• [Written task]:
Below is some material. Write out its lines as a numbered list, skipping any blank lines, beginning with the line that contains "A point belongs on each instance of the front bumper." and continuing through the final line of the material.

=== Recorded information ===

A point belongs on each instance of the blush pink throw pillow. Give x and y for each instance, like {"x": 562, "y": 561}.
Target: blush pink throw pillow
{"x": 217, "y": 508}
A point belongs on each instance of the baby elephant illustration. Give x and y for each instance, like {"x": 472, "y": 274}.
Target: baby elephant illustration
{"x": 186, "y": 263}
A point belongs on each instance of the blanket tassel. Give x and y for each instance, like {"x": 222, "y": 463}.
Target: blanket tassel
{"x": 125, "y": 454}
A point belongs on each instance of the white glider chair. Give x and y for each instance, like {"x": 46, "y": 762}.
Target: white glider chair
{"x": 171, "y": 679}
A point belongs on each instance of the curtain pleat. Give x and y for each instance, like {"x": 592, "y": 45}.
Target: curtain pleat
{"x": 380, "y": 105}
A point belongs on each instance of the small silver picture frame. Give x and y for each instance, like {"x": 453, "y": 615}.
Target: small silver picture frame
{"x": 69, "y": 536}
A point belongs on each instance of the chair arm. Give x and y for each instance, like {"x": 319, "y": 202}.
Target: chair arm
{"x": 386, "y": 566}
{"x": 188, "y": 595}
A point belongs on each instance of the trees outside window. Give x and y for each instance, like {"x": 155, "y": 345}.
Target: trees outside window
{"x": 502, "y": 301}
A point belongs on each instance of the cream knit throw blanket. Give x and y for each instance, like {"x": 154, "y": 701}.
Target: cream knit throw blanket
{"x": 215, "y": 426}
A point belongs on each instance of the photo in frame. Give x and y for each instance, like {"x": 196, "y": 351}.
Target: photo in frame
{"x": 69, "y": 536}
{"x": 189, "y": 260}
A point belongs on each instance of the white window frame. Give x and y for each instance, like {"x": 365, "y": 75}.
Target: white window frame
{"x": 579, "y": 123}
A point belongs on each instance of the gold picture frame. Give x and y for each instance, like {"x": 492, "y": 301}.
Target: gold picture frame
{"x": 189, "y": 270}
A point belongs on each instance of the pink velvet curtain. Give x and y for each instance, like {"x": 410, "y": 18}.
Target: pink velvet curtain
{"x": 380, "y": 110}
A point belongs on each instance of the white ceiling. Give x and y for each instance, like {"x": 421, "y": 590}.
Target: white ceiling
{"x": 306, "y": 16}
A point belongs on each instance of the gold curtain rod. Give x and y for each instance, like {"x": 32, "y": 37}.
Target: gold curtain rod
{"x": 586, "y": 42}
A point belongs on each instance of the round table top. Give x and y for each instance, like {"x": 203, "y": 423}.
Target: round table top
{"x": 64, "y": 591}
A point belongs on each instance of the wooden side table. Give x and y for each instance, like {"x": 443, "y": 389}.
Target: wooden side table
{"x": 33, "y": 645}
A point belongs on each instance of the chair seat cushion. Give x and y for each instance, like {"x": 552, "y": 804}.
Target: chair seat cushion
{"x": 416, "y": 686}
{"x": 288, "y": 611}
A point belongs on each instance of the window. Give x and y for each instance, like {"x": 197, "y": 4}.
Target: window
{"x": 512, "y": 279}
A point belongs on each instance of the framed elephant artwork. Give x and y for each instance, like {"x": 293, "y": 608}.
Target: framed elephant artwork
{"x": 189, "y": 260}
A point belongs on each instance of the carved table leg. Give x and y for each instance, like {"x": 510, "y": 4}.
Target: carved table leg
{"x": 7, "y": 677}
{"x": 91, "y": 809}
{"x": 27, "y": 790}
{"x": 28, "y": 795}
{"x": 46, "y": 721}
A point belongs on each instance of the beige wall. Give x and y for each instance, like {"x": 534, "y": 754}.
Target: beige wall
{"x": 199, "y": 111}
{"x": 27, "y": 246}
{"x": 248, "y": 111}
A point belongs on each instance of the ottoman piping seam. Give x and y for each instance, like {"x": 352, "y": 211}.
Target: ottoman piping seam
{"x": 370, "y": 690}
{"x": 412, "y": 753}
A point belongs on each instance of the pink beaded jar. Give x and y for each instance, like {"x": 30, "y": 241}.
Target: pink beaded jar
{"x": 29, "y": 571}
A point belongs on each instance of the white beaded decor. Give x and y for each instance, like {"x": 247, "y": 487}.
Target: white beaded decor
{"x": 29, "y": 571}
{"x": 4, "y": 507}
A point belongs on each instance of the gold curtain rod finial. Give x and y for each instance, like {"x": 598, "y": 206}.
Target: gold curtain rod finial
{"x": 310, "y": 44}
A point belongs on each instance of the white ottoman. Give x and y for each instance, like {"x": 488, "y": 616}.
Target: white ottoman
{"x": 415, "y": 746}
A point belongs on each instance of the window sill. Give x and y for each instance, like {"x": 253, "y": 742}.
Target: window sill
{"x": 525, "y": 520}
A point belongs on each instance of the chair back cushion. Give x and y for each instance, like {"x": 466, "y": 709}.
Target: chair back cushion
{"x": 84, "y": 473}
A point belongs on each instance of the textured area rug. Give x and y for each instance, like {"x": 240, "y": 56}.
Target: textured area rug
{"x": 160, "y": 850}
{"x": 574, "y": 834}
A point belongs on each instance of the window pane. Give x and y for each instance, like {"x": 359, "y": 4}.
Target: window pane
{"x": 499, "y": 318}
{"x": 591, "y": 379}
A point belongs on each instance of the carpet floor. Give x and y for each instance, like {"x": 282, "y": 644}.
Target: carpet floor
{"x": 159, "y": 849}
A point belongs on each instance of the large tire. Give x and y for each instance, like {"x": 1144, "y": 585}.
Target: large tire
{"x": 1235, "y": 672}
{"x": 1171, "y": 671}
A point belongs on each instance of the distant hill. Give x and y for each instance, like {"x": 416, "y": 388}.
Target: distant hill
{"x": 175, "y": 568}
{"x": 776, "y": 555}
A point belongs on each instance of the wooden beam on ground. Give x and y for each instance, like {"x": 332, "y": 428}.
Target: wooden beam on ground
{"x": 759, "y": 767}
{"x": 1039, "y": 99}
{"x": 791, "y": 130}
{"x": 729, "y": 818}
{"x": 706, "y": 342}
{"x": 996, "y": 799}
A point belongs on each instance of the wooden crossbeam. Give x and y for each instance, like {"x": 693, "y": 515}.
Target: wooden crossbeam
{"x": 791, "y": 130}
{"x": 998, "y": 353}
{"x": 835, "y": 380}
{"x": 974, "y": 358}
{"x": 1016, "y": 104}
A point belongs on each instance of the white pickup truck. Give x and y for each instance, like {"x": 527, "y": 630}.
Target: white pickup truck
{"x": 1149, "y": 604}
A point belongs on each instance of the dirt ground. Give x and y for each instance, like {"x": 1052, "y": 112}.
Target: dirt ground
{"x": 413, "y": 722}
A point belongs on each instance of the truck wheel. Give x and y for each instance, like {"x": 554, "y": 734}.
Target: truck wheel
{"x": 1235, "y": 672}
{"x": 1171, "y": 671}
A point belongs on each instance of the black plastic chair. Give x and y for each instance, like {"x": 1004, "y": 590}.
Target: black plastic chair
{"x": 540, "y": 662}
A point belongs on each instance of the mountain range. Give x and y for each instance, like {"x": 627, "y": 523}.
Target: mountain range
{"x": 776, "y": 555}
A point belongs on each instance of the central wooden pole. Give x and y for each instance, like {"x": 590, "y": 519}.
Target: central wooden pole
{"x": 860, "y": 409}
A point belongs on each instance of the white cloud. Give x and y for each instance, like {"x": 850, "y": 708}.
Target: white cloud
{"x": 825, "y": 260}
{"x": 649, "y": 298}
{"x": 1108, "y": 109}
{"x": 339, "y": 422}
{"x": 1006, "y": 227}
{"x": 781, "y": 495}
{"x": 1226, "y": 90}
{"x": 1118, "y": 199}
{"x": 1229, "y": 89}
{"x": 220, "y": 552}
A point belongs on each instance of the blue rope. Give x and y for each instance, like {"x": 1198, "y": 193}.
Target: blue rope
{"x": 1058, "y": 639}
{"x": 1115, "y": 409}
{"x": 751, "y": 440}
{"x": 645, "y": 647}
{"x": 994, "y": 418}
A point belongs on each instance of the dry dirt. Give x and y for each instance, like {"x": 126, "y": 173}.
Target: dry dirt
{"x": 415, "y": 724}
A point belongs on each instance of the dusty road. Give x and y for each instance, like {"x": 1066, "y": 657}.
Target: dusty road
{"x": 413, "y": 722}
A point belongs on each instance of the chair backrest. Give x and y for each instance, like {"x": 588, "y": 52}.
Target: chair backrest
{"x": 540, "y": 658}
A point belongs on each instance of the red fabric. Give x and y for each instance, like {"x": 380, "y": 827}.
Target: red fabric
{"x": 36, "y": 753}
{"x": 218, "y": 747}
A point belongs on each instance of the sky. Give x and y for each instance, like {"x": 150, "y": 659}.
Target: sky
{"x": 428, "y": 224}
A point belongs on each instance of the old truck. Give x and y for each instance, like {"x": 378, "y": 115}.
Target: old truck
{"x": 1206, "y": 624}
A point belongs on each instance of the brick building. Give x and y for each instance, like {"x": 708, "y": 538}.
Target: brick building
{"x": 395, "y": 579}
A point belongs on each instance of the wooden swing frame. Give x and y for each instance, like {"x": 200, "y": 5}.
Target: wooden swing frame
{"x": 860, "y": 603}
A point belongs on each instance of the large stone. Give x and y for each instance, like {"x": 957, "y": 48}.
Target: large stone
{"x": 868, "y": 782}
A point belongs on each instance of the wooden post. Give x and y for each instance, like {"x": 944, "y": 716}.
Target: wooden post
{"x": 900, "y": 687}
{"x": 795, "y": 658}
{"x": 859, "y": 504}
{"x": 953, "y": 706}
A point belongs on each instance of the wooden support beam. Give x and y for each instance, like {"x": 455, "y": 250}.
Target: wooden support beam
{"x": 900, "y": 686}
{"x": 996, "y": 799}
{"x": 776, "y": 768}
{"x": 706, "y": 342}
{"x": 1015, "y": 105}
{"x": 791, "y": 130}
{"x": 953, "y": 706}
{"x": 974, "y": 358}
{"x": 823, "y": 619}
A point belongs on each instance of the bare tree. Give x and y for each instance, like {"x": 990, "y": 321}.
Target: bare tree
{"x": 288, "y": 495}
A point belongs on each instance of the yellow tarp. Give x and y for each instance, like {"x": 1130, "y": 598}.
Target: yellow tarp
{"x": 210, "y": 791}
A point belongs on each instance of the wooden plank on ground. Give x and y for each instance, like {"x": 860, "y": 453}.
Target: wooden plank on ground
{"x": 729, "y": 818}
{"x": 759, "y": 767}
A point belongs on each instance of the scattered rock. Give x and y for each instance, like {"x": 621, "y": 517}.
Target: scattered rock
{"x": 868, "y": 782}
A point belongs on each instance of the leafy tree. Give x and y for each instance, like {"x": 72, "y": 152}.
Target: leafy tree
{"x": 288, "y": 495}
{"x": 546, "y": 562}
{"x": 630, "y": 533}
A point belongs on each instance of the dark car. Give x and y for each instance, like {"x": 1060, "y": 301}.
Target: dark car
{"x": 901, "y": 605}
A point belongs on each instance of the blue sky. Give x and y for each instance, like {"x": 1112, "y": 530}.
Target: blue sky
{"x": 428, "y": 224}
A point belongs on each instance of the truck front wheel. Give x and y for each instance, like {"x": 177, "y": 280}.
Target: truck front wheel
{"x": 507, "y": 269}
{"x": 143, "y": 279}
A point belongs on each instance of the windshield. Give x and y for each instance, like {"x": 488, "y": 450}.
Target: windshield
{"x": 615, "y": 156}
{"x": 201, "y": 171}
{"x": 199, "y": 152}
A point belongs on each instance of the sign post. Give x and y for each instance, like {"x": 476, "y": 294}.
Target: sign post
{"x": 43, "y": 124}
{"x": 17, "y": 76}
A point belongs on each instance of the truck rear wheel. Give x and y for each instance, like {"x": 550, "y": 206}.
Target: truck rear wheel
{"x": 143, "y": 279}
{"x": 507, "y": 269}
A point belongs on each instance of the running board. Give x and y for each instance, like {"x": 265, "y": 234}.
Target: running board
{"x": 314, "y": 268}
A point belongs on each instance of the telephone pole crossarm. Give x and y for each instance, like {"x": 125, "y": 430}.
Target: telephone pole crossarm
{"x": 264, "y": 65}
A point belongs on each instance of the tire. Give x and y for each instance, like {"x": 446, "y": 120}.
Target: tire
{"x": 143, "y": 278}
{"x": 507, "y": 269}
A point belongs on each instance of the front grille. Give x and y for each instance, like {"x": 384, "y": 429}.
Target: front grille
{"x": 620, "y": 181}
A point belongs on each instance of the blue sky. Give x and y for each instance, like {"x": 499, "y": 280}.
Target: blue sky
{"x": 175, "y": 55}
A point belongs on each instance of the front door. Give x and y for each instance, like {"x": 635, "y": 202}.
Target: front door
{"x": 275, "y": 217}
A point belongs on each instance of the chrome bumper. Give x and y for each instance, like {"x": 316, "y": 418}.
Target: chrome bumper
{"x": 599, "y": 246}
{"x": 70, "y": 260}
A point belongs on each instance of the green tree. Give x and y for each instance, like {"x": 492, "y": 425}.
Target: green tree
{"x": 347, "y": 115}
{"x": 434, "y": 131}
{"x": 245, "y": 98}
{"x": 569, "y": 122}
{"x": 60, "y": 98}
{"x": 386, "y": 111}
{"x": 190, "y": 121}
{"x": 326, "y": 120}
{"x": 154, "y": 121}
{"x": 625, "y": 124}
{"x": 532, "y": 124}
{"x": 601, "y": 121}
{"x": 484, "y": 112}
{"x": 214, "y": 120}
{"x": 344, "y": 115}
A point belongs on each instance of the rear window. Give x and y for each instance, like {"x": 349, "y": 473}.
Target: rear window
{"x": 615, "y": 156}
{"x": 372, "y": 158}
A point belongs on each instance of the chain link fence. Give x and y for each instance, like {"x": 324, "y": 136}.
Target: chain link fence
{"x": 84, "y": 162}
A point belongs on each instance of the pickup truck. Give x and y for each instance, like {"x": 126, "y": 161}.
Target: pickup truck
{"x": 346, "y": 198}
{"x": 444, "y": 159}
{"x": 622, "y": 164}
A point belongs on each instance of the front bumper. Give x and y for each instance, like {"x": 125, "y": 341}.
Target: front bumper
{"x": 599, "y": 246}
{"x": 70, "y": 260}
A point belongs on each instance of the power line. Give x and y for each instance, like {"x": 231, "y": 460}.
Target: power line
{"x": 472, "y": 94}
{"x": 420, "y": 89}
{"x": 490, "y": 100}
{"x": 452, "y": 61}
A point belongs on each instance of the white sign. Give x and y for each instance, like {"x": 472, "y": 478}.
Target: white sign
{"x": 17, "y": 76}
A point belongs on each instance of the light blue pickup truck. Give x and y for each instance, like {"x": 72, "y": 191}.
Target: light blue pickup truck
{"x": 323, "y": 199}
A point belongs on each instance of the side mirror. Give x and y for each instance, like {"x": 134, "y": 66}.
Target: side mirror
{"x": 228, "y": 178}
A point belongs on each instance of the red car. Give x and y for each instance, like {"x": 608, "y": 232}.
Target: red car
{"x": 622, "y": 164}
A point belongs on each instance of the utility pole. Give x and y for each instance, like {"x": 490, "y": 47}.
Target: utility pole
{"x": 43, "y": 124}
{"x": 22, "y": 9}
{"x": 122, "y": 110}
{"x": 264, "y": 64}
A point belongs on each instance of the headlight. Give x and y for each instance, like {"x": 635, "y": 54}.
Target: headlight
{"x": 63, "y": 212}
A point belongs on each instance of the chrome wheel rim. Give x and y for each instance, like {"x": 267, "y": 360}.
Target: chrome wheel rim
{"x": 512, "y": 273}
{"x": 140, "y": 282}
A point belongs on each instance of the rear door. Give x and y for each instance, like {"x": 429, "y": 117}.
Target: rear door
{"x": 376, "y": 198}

===

• [Complete answer]:
1. A point belongs on each instance of the front bumper. Give x and y for each instance, like {"x": 125, "y": 341}.
2. Target: front bumper
3. {"x": 599, "y": 246}
4. {"x": 70, "y": 260}
5. A point belongs on each instance of the power line. Give x and y for each instance, like {"x": 231, "y": 460}.
6. Target: power line
7. {"x": 472, "y": 94}
8. {"x": 420, "y": 89}
9. {"x": 490, "y": 100}
10. {"x": 452, "y": 61}
11. A point belongs on each instance of the white sign. Give x and y for each instance, like {"x": 472, "y": 478}.
12. Target: white sign
13. {"x": 17, "y": 76}
14. A point belongs on each instance of the light blue pickup truck. Give x and y for each instance, like {"x": 72, "y": 191}.
15. Target: light blue pickup truck
16. {"x": 323, "y": 199}
17. A point belongs on each instance of the side mirror. Give x and y for each instance, like {"x": 134, "y": 66}.
18. Target: side mirror
19. {"x": 228, "y": 178}
20. A point belongs on each instance of the red car. Give x and y for each instance, like {"x": 608, "y": 232}.
21. Target: red car
22. {"x": 622, "y": 164}
23. A point belongs on each instance of the utility pole. Give x and y for each instance, like {"x": 490, "y": 47}.
24. Target: utility pole
25. {"x": 43, "y": 124}
26. {"x": 22, "y": 9}
27. {"x": 122, "y": 110}
28. {"x": 264, "y": 64}
29. A point belongs on each instance of the headlight. Give x and y for each instance, like {"x": 635, "y": 54}.
30. Target: headlight
31. {"x": 63, "y": 212}
32. A point belongs on each instance of the chrome wheel rim. Give x and y for each instance, like {"x": 267, "y": 360}.
33. Target: chrome wheel rim
34. {"x": 512, "y": 273}
35. {"x": 140, "y": 282}
36. A point belongs on each instance of the rear door. Give x and y for each instance, like {"x": 429, "y": 117}.
37. Target: rear door
38. {"x": 376, "y": 198}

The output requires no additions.